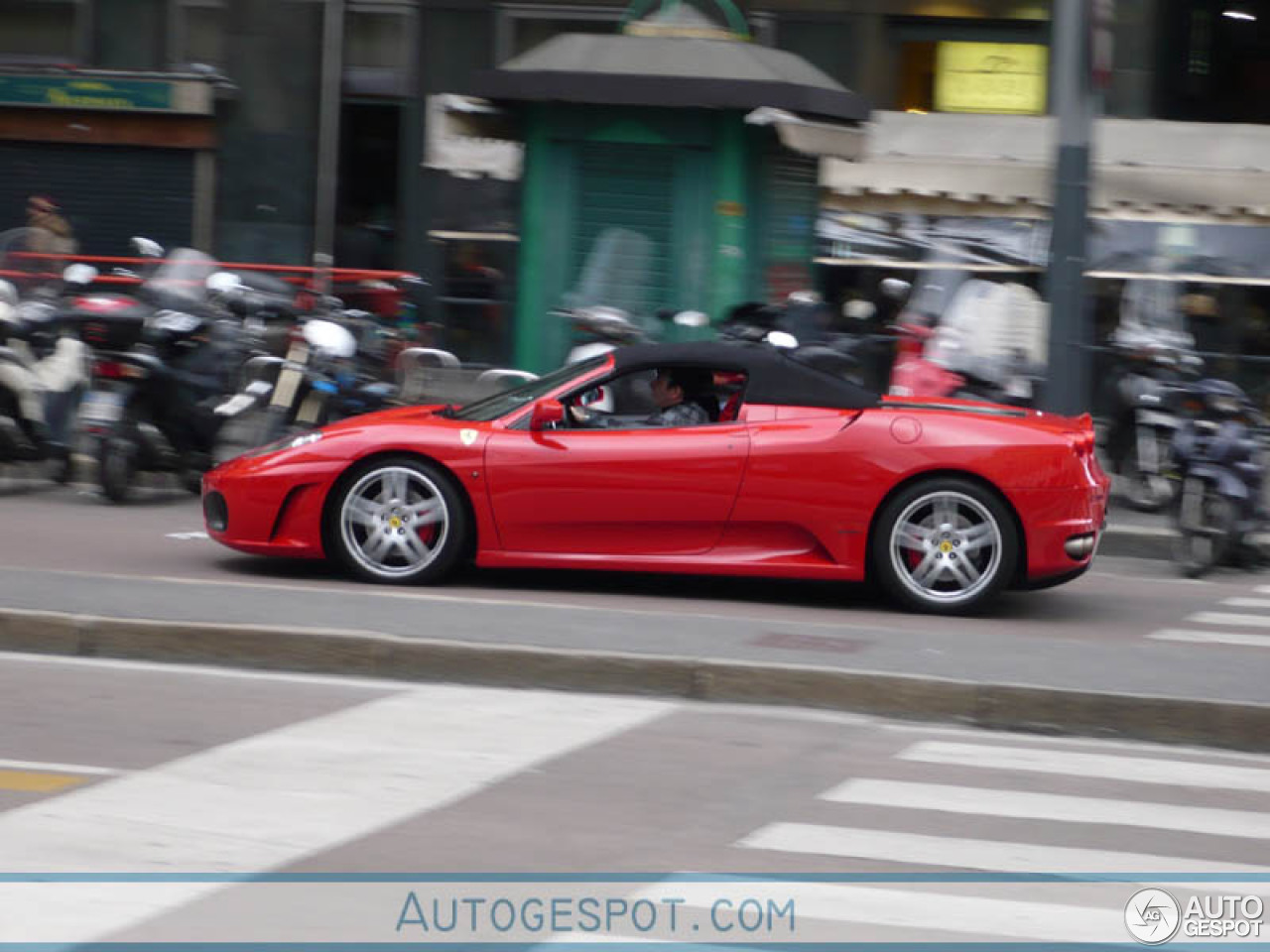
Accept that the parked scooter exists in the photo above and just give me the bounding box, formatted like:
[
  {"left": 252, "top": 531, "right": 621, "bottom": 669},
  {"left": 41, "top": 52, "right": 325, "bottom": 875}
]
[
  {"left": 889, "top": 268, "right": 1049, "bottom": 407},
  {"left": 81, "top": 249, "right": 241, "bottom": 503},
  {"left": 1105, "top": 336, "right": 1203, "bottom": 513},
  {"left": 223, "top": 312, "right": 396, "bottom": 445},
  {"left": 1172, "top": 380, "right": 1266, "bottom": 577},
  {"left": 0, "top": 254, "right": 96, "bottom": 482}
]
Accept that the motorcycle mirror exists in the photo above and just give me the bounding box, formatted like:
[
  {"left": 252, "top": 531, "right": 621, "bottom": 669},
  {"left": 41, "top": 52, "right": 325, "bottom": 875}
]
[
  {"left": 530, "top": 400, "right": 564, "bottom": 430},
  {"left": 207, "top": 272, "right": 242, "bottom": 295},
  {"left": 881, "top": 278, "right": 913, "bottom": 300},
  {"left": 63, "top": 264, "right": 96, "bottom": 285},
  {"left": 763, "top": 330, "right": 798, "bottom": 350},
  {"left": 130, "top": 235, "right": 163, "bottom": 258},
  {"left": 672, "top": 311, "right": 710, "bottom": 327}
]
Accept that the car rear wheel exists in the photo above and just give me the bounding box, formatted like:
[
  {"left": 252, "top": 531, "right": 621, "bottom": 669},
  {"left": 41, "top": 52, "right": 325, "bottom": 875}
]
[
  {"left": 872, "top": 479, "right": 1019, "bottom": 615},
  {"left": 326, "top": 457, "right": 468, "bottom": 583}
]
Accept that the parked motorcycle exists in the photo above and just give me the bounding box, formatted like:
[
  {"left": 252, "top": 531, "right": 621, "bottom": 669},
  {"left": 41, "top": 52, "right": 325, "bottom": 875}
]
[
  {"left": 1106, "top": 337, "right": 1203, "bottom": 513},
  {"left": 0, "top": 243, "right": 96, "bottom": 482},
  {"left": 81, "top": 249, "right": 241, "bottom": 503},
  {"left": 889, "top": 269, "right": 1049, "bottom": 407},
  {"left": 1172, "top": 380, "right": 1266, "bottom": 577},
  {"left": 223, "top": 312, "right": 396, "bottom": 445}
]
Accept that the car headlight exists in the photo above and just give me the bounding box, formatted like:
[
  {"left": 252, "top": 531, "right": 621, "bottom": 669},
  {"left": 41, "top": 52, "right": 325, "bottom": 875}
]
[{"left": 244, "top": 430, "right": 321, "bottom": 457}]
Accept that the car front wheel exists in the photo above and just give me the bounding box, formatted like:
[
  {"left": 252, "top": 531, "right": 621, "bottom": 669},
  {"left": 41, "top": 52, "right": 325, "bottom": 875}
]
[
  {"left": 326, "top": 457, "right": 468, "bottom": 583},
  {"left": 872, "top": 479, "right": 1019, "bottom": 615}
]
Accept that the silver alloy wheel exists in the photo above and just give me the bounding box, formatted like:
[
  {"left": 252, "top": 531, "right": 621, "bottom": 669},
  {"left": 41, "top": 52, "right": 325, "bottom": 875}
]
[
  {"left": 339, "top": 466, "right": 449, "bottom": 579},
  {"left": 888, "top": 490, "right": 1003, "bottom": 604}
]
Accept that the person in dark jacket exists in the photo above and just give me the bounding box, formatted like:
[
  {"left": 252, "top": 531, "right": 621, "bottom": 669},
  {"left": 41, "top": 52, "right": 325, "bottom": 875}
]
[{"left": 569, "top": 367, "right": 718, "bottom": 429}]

_____

* [Problem statement]:
Format the lines of the records from the one containing "Accept that the person" through the last line as a Markdown table with columns Row and Text, numbering each line and omitting blank lines.

* [Exercise result]:
| Row | Text |
|---|---|
| 1 | Accept that the person in dark jacket exists in the photo above and just give me the bounding box, formatted like: |
| 2 | [ |
| 3 |   {"left": 252, "top": 531, "right": 621, "bottom": 669}, |
| 4 |   {"left": 41, "top": 52, "right": 325, "bottom": 875} |
| 5 | ] |
| 6 | [{"left": 569, "top": 367, "right": 718, "bottom": 429}] |